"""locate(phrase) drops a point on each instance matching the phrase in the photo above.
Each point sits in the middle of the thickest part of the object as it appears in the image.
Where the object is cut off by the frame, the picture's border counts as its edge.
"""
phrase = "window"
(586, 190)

▶ _The problem_:
Every line of the entries that includes "point" must be copied into the answer.

▶ _Answer to the problem_:
"""locate(phrase) drops a point on each instance matching the phrase in the photo above.
Each point sits in the middle of the thickest part of the object as it appears in the image.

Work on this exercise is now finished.